- **Stated problem 1**:
Translate this sentence from the box-office article into Spanish: "The film was primarily designed with the overseas box office in mind."
- **Stated problem 2**:
According to the box-office article, how much did the studio spend on marketing Boo! A Madea Halloween?
- **Stated problem 3**:
Retype the stretch of the box-office article from "Madea gives Reacher" through "weekend's box office.".
------ Source passage
Madea gives Reacher a whipping

Cassi Davis (left) plays Aunt Bam and Tyler Perry stars as Madea in Tyler Perry’s Boo! A Madea Halloween. The film came in first at last weekend’s box office and made about $28.5 million.
Cassi Davis (left) plays Aunt Bam and Tyler Perry stars as Madea in Tyler Perry’s Boo! A Madea Halloween. The film came in first at last weekend’s box office and made about $28.5 million.

LOS ANGELES -- Tyler Perry's drag persona Madea and her posse of goofy grannies unexpectedly mopped the floor with Tom Cruise at last weekend's box office.

Tyler Perry's Boo! A Madea Halloween, the seventh installment in a series that Hollywood had essentially left for dead three years ago, following the weak debut of Madea's sixth adventure, took in an estimated $28.5 million -- or about 60 percent more than most analysts had predicted before its release. The film, from Lionsgate, cost $20 million to make; the studio spent a modest $26 million on marketing.

Perry, who directed, wrote and stars in A Madea Halloween, was expected to battle Cruise for the weekend's No. 1 spot, but it ended up being no contest at all. Jack Reacher: Never Go Back, with Cruise in the title role, sold about $23 million in tickets, according to comScore, which compiles ticketing data. Paramount and its financing partners spent roughly $60 million to make Never Go Back (not including tens of millions in marketing costs). The film was primarily designed with the overseas box office in mind.
------------
------ Entries provided
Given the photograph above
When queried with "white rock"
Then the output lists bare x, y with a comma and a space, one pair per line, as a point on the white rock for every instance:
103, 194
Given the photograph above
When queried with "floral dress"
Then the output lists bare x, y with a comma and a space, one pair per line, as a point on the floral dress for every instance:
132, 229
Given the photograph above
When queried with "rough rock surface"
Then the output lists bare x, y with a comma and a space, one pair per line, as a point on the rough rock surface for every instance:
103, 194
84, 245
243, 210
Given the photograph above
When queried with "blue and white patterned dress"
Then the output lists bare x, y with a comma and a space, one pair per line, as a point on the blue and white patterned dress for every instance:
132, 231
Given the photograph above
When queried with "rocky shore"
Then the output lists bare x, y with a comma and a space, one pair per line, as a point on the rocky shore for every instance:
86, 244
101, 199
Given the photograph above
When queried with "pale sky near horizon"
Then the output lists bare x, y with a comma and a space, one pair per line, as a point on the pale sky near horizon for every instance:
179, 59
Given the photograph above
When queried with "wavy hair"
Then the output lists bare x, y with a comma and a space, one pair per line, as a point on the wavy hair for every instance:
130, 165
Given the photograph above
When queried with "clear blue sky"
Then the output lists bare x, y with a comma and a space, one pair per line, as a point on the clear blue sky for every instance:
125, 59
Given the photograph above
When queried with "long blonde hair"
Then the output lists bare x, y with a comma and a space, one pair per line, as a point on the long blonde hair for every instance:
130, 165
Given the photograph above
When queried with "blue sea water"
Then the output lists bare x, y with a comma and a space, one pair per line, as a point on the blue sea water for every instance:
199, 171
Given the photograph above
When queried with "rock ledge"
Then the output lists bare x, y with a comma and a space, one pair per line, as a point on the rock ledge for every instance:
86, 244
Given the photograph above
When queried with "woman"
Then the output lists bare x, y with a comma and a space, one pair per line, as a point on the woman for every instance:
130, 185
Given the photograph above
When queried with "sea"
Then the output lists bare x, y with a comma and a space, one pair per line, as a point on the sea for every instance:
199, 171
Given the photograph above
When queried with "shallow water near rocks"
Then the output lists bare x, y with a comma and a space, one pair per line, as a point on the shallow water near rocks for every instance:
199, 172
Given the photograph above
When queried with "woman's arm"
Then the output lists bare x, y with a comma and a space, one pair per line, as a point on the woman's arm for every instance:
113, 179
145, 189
------------
- **Right answer 1**:
La película se diseñó principalmente pensando en la taquilla internacional.

- **Right answer 2**:
About $26 million.

- **Right answer 3**:
Madea gives Reacher a whipping

Cassi Davis (left) plays Aunt Bam and Tyler Perry stars as Madea in Tyler Perry’s Boo! A Madea Halloween. The film came in first at last weekend’s box office and made about $28.5 million.
Cassi Davis (left) plays Aunt Bam and Tyler Perry stars as Madea in Tyler Perry’s Boo! A Madea Halloween. The film came in first at last weekend’s box office and made about $28.5 million.

LOS ANGELES -- Tyler Perry's drag persona Madea and her posse of goofy grannies unexpectedly mopped the floor with Tom Cruise at last weekend's box office.